* begin *

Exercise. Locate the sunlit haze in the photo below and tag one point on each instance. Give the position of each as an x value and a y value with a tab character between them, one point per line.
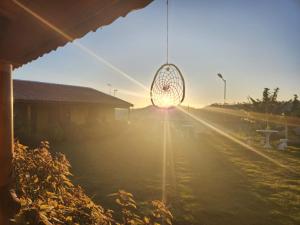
254	44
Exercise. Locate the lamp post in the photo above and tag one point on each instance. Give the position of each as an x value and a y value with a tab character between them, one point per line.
109	88
220	76
115	91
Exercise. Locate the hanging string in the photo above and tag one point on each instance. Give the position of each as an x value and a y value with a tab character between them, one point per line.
167	31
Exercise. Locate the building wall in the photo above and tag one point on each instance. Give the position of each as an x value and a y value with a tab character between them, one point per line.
37	118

* end *

Aim |
Turn all of the data above into a numbered list with one line per item, skipping any blank lines and leaving out the pictures.

Result of this task |
1. Exercise. Locate the sunlit haze in the photo below and tag one point on each instance. Give the position of each as an x value and a y value with a tab character between them, one point per line.
2. 254	44
3. Exercise. Locate the lamp post in the photo above and tag one point on each instance. Give the position of each as an x value and a y value with a tab character between them, one point per line.
4. 109	88
5. 220	76
6. 115	91
7. Exercise. Locate the hanging string in the photo above and tag one point on each instance. Give the position of each as an x value and a y value with a tab character between them, one point per line.
8. 167	31
9. Exercise. Locate the building wall in the photo above and tag one point on each instance. Give the position of each as an x value and a y value with a tab character between them, one point per line.
10. 37	118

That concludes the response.